* To be done *
Can you output the passage of the forum thread below from "After openCV is" up to and including "a great help.", word for word?

* Page *
'''
I set JVM options as -Xmx1g -Xms1g to limit the JVM heap, and the system memory consumption is stable at 1.48G - 1.51 G.

frankfliu avatar Oct 10 '23 04:10 frankfliu

@AndyDPesspd

If you wan to use openCV to process image, you can use opencv extension: https://github.com/deepjavalibrary/djl/tree/master/extensions/opencv

frankfliu avatar Oct 10 '23 04:10 frankfliu

First of all, thank you for reminding me of the possible problems with openCV. After I stopped using the openCV compiled by myself to read pictures and transfer them to DJL, the memory leak problem was solved. Amazingly, the memory leak problem is not solved immediately after the openCV is removed. In my experiment 5 hours ago, openCV was removed and it still reported several memory leaks. No memory leaks occurred until an hour ago. (If openCV was introduced, memory leaks would still occur), which puzzled me, but at least the problem was solved.

AndyDPesspd avatar Oct 11 '23 09:10 AndyDPesspd

@frankfliu Now, however, it brings new problems. The detection precision decreases and an empty array is returned. The change I made was to no longer use openCV to read images, that is, replace the code .

old = Imgcodecs.imread(imgPath);
Imgproc.resize(old, frame, new Size(640, 640));
img = ImageFactory.getInstance().fromImage(HighGui.toBufferedImage(frame));
results = this.predictor.predict(img);

replace the above code with the following:

old = ImageFactory.getInstance().fromFile(Paths.get(imgPath));
img = old.resize(640, 640, true);
results = this.predictor.predict(img);

If I use openCV to read images, the inference speed will be fast and the output will be more accurate, but the memory will leak. The output is as follows:

image

After openCV is removed, the memory leakage disappears, but the inference is slowed down for 0.5s. The output is as follows:

image

Obviously, the accuracy of the detection is reduced (0.67 vs 0.88). In addition, it contains a defect empty array as follows:

image

Can you answer my question, why? Why is there a drop in precision and an empty array output? Thank you very much. you've been a great help.

AndyDPesspd avatar Oct 11 '23 09:10 AndyDPesspd

ok,i already know the cause and find a temporary solution. It's better if you can solve the problem at the root, which comes from translator.optSynsetArtifactName(). best regards.

AndyDPesspd avatar Oct 11 '23 11:10 AndyDPesspd

@AndyDPesspd

I tried with DJL OpenCV extension. no memory leak as well. So the memory leak must related to your OpenCV code somewhere.

Can you elaborate a bit more about translator.optSynsetArtifactName()? What the problem are you facing? In our test we get the exact the same result no matter use OpenCV or not.

frankfliu avatar Oct 12 '23 06:10 frankfliu

@AndyDPesspd

I tried with DJL OpenCV extension. no memory leak as well. So the memory leak must related to your OpenCV code somewhere.

Can you elaborate a bit more about translator.optSynsetArtifactName()? What the problem are you facing? In our test we get the exact the same result no matter use OpenCV or not.
'''
Rows of box annotation data:
'''
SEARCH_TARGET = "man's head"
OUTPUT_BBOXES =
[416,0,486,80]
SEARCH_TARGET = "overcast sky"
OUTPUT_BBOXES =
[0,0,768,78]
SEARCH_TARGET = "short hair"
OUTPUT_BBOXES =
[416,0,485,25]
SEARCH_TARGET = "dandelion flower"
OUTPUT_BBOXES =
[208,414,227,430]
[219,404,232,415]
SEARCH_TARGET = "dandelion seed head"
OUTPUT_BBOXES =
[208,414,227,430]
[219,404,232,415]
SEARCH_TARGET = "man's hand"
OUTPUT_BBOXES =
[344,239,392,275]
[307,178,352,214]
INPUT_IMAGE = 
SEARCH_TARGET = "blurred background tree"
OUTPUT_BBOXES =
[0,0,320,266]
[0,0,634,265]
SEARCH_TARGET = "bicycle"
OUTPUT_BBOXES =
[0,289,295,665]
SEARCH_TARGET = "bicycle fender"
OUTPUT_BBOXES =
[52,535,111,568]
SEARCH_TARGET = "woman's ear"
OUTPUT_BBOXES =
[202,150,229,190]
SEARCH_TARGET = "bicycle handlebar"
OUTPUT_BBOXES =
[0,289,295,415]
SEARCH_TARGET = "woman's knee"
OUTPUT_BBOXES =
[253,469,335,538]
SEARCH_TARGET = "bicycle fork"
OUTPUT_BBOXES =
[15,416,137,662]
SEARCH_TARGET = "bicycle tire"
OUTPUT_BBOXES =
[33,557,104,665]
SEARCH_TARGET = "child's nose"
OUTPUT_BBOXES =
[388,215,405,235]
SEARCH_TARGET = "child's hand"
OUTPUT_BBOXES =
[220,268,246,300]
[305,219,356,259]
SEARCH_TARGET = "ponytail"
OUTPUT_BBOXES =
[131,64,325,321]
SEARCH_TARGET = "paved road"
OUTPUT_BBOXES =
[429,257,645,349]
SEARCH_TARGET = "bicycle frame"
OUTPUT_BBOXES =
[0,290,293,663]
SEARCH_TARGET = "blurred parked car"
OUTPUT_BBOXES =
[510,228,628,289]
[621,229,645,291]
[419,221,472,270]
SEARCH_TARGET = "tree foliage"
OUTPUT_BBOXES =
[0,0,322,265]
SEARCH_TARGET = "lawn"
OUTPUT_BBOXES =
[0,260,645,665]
'''
* Reply to the exercise *
After openCV is removed, the memory leakage disappears, but the inference is slowed down for 0.5s. The output is as follows:

image

Obviously, the accuracy of the detection is reduced (0.67 vs 0.88). In addition, it contains a defect empty array as follows:

image

Can you answer my question, why? Why is there a drop in precision and an empty array output? Thank you very much. you've been a great help.